Exercise requirements: Every entry below, first to last, should be restated word for word.

____

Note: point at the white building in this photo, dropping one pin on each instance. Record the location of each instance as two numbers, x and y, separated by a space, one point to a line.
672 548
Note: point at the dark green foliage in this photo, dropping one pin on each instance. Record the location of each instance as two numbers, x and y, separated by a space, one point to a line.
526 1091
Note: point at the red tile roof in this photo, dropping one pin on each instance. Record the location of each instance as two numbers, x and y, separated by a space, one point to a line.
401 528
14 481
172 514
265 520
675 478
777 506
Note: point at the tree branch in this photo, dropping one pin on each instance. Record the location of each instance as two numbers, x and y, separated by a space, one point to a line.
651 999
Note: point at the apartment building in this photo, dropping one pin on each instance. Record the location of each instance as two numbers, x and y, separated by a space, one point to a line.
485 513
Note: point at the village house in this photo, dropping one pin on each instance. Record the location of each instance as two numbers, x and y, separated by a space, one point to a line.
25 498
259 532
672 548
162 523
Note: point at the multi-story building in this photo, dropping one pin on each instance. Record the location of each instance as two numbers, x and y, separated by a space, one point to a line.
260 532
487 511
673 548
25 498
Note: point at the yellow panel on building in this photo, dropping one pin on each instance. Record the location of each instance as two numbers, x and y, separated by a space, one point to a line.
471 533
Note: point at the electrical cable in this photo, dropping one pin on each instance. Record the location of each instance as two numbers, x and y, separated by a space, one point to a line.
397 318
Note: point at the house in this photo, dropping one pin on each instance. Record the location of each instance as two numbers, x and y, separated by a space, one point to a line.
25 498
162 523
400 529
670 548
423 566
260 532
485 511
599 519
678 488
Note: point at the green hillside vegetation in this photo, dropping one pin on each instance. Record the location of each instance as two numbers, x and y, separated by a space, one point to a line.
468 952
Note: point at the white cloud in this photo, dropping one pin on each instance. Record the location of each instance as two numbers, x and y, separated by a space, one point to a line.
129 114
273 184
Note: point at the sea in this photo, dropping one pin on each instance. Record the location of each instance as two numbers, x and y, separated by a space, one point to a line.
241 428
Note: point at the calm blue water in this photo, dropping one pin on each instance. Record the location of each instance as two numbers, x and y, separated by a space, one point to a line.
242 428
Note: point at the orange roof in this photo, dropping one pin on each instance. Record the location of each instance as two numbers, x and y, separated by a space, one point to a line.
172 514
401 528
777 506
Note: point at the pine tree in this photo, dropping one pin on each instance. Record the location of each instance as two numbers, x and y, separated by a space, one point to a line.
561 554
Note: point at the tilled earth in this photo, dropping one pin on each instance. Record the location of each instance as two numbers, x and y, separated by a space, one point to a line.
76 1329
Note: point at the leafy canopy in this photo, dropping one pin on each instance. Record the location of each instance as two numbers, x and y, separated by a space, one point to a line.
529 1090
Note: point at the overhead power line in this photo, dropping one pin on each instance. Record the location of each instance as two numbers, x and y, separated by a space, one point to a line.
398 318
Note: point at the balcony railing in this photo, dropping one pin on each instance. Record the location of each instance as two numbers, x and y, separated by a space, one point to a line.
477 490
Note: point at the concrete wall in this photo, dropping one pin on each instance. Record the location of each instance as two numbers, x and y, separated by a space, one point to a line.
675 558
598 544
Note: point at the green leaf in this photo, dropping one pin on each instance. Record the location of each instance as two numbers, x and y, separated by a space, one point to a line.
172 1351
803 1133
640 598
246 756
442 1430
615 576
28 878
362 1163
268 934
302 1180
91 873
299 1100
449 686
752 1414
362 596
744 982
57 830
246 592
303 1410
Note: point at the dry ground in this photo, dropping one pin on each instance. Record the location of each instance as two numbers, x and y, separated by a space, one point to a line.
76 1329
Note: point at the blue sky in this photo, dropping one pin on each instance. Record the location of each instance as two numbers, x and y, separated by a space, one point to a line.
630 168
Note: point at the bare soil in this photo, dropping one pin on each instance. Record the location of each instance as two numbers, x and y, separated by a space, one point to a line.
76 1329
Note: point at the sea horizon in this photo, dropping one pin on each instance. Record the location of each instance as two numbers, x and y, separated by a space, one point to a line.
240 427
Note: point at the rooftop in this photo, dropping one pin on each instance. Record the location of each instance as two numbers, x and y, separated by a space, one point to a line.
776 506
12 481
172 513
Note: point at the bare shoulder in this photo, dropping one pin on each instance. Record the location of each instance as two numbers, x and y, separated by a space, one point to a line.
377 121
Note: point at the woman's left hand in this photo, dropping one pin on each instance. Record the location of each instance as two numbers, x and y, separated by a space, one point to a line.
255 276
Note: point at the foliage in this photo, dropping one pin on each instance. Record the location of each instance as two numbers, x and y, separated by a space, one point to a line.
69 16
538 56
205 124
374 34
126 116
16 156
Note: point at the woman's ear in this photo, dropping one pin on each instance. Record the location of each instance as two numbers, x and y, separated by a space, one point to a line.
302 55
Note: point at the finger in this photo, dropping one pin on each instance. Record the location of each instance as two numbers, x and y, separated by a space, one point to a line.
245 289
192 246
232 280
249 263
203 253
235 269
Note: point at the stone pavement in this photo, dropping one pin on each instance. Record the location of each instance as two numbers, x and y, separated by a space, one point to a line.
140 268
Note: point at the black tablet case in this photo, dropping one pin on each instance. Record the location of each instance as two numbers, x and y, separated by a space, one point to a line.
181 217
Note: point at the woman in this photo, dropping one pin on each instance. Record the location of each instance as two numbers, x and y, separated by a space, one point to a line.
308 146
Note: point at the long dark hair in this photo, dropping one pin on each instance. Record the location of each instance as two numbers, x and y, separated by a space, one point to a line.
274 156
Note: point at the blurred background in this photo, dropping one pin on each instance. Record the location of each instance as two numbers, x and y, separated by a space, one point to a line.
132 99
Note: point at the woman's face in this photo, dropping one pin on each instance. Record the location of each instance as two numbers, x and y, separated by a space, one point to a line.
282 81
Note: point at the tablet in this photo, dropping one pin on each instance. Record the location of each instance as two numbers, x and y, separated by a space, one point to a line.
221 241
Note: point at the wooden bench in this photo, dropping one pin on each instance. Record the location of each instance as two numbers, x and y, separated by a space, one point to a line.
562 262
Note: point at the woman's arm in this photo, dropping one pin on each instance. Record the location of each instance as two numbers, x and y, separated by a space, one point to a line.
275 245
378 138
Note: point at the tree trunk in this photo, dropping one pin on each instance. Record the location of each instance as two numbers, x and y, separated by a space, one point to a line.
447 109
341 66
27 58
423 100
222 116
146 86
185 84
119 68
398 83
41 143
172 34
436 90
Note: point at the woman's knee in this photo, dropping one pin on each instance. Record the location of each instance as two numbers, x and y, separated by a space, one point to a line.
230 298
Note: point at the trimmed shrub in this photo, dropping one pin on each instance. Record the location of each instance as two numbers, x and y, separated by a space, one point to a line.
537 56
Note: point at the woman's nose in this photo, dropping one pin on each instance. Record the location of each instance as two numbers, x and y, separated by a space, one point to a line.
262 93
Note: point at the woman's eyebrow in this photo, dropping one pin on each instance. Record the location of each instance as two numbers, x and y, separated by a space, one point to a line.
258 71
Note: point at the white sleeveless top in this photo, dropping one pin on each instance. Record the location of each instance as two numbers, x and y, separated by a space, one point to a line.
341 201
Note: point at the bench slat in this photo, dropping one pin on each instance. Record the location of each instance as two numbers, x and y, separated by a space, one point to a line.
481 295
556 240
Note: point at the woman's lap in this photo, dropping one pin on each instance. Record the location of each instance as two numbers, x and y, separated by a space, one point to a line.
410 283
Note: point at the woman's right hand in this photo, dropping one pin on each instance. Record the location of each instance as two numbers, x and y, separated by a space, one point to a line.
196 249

____

Answer to the exercise:
Note: point at the white building in this photo, dropping one pin on each instance. Record the location of each instance as two numbers, x and y, separated by a space, one point to a line.
672 548
Note: point at the dark green foliage in this photo, dropping one pin on each instance. Record the location of each instance as two numbers, x and y, separated by a space, one point to a line.
526 1091
Note: point at the red tile roof in this photo, dropping one pin on each instance. Record the location of each instance as two numbers, x and y, separated by a space, one point to a line.
401 528
14 481
172 514
265 520
675 478
777 506
Note: point at the tree branch in this photo, dropping one pin on each instance. Record the location of each instance as two numbers, x and y, separated by a space, one point to a line.
651 999
Note: point at the apartment building in this photo, dropping one pin on each instance. Record the location of each instance as two numbers, x and y, separated by a space, one point to a line.
485 513
Note: point at the village house in this photo, dropping one pin on each instance. Record the location of each instance as two numbers, x and y, separated by a space, one point to a line.
25 498
259 532
672 548
162 523
Note: point at the multi-story building in this photo, dropping one pin on each instance. Record the location of each instance as two numbers, x and y, separated by a space, one point to a line.
260 532
487 511
673 548
25 498
Note: point at the yellow panel on building in this photo, dropping one pin on each instance. Record the location of each instance as two numbers, x and y, separated by a space, one point to a line.
471 533
Note: point at the electrical cable in this photo, dropping one pin on each instance. Record the location of each instance as two numbers, x and y, separated by a space, one point to a line.
397 318
Note: point at the house in this photo, dropping one pin on each instance. Record the location of each instance as two numbers, x and y, separated by a space, one point to a line.
25 498
162 523
400 529
670 548
423 566
260 532
485 511
599 519
678 488
Note: point at the green hillside vegetation in this photo, dropping one pin on each instance. Record the location of each instance as two numbers, x and y, separated by a space, one point to a line.
468 952
Note: point at the white cloud in this photo, dropping one pin on each instance. Record the location of each instance as two numbers, x and y, separated by a space, one point to a line.
129 114
273 184
Note: point at the sea in this photo, dropping one pin on each instance. Record the location of each instance as two numbers, x and y, separated by a space, one point to a line.
241 428
Note: point at the calm blue water in this photo, dropping one pin on each instance. Record the location of each instance as two numbers, x and y, separated by a space, one point to a line.
242 428
Note: point at the orange roof in this photo, dropping one pin on each instance. Record the location of each instance as two numbers, x and y, separated by a space, one point to a line.
172 514
401 528
777 506
Note: point at the pine tree in this photo, dropping one pin on each instance. Record the location of each instance as two numbers, x and y, separated by a space, one point to a line.
561 554
Note: point at the tilled earth in this photo, dropping one pin on each instance. Record the location of each instance as two numbers, x and y, separated by a space, one point to a line.
76 1329
Note: point at the leafy canopy in this photo, dropping one pin on each instance. Record the location of each instance as two numbers, x and y, separated by a space, one point to a line.
529 1090
Note: point at the overhead power line in this photo, dropping one pin on each instance. Record the location of each instance as two numbers, x and y, separated by a space, one point to a line.
398 318
Note: point at the balcony railing in this photo, dropping one pin on each instance. Record the location of each instance as two numbers, x and y, separated by a space, one point to a line.
477 490
Note: point at the concrete wall in this photo, dropping one pin on each instance. Record the location of each instance as two numbers, x and y, separated by a space, one point to a line.
675 558
598 544
Note: point at the green leaf in this photo, dropping one pin on each instance. Record the location of each instance as two numbers, x and y, separated by a space, one point to a line.
172 1351
803 1133
640 598
246 756
442 1430
615 576
28 878
362 1163
268 934
302 1180
91 873
299 1100
449 686
752 1414
362 596
744 982
57 830
246 592
303 1410
Note: point at the dry ground in this photo, dropping one pin on each instance. Record the location of each instance as two numbers, x and y, separated by a space, one point to a line.
76 1329
Note: point at the blue sky in this photo, dropping one pin on each instance. Record the location of each instance as two numbers, x and y, separated by a space, one point to a line.
630 168
Note: point at the bare soil in this photo, dropping one pin on each instance. Record the location of each instance as two numbers, x and y, separated by a space, one point to a line.
76 1329
Note: point at the sea horizon in this photo, dropping one pin on each instance. Record the location of each instance as two numbers, x and y, separated by a space, one point to a line.
240 427
Note: point at the rooftop in this photo, dropping one pin on each instance. Record the location of each instance as two numbers, x and y, separated by a space, one point to a line.
776 506
12 481
172 513
Note: point at the bare shoulder in this photo, dropping one pin on each instance. Record the location of each instance as two numbers, x and y, separated by a space, one point to a line.
377 121
Note: point at the woman's left hand in this photo, dropping one pin on each instance. Record the location of each instance as two numbers, x and y, separated by a space, one point to a line.
255 276
Note: point at the foliage in this photo, dropping one pin on each instance. Record the location of each instance as two numbers, x and y, separated by a space, one point to a line.
69 16
538 56
205 124
374 34
126 116
16 156
Note: point at the woman's ear in this photo, dropping one pin on each instance. Record the location of each instance as two numbers, x and y, separated by a space, one point to a line.
302 55
Note: point at the finger in this photo, dropping one pin on each instance. Record the location of each instance as two numbers, x and y, separated by a space, one point to a line.
245 289
192 246
232 280
249 263
203 253
235 269
Note: point at the stone pavement in this photo, dropping one pin on each instance. Record the location of each instance as two numbers, x and y, separated by a space, one point to a line.
140 268
Note: point at the black tablet case in this photo, dropping one pin on each instance. Record the location of each instance as two numbers, x and y, separated by a space, one point to a line.
181 217
Note: point at the woman in this photo, dropping one pin on each instance. Record the location of each instance as two numbers, x and y, separated by a space, one point to a line.
308 146
Note: point at the long dark hair in this photo, dropping one pin on each instance. Record the location of each instance as two numbers, x and y, separated by a space, one point to a line.
274 156
Note: point at the blurred background in this photo, dropping one pin on each instance. Record the location of each instance as two numbers, x and y, separated by a space, one point to a line.
132 99
Note: point at the woman's face in this photo, dropping one pin on each instance. Record the location of each instance as two numbers, x and y, separated by a space, one point to a line.
282 81
Note: point at the tablet in this photo, dropping one pin on each instance. Record the location of each instance as two numbers, x and y, separated by a space, one point to a line.
221 241
Note: point at the wooden bench in this photo, dropping one pin on each instance. Record the location of each instance as two numbers, x and y, separated by a space, one point to a line.
562 262
Note: point at the woman's arm in this photo, dropping one pin on each instance. Record the location of each instance as two numbers, x and y, separated by a space, one point to a line.
275 245
378 138
Note: point at the tree trunk in this photo, dropping one pin on each instance. Record the location of each instance as two numbers, x and y, separated by a space, one point to a line.
447 109
341 66
27 58
423 100
222 116
146 86
185 84
119 68
398 83
41 143
172 34
436 90
Note: point at the woman's knee in this photo, dropping one pin on each instance. Record the location of each instance as two numbers, x and y, separated by a space, one point to a line.
230 298
Note: point at the trimmed shrub in this photo, dropping one pin on each instance. Record the location of each instance as two numbers, x and y, separated by a space, one point to a line.
537 56
Note: point at the woman's nose in this photo, dropping one pin on each instance. Record the location of each instance as two numbers, x and y, separated by a space, one point to a line.
262 93
Note: point at the woman's eyebrow in this photo, dropping one pin on each instance. Record the location of each instance as two numbers, x and y, separated by a space, one point to a line.
258 71
Note: point at the white sleeveless top in this photo, dropping one pin on each instance. Record the location of each instance as two numbers, x and y, separated by a space, one point to a line.
341 201
Note: point at the bench slat in this photo, dropping one pin on each instance. Record the location of each instance as two numbers, x and y, separated by a space, one point to a line.
481 295
556 240
Note: point at the woman's lap in this photo, dropping one pin on each instance. Record the location of each instance as two numbers, x and y, separated by a space, one point to a line.
410 283
Note: point at the woman's right hand in this photo, dropping one pin on each instance. Record the location of each instance as two numbers, x and y, separated by a space, one point to a line.
196 249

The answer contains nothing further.